**Task directions**:
Copy the rows below from the line containing "Objective — one dot per instance of the red" through the line containing "[[287, 78]]", requests included, and shift every point coordinate in their answers by -127. Leave out all other rows.

**Entries supplied**:
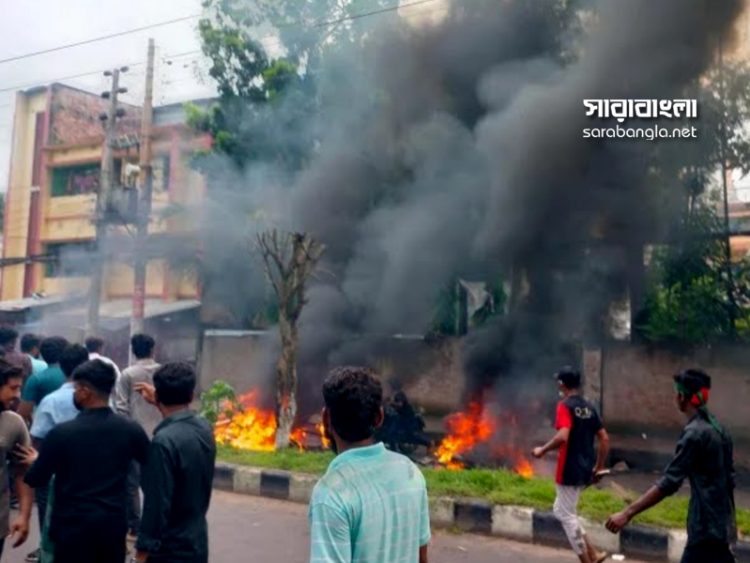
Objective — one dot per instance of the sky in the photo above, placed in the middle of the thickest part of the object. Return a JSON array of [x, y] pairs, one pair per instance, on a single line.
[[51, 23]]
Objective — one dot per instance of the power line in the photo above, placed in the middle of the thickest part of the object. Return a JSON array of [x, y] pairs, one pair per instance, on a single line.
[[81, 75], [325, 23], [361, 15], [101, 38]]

* * *

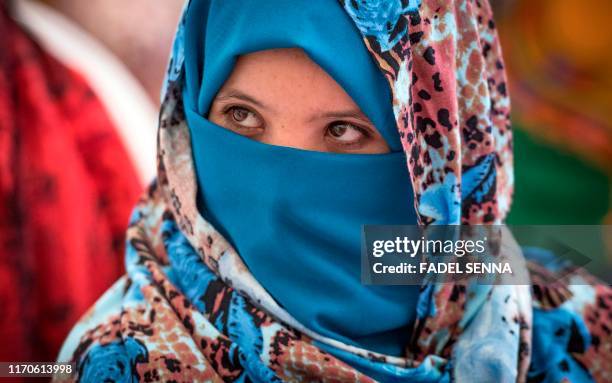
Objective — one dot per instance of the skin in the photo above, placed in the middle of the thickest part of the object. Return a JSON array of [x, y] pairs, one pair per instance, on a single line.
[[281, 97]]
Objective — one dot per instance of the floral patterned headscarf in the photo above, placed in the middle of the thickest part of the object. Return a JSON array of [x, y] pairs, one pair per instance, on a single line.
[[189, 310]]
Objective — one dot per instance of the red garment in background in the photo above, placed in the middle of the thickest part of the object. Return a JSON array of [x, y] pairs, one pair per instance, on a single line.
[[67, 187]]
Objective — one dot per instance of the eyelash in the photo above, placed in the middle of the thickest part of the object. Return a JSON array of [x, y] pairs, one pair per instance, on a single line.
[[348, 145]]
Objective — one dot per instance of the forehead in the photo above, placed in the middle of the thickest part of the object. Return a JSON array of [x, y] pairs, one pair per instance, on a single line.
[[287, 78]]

**Correct output**:
Objective — one dot per instance of the red garment in background in the photo above, placed in the middle of the thickest part of the object. Return a JSON array of [x, y] pairs, one pair per instance, on a single line.
[[-60, 60]]
Objective — one dot per instance of the eyelash in the photo above, placed in the middle of the thickest part of the object. Return a JSON array of [x, y] pairs, one pair per instance, on a single line.
[[221, 18]]
Objective — one dot per instance of the forehead in the photo above, placed in the middle of the thickest part of the object. Return a JSON array of [x, y] pairs, one pair per instance, on a single line.
[[160, -49]]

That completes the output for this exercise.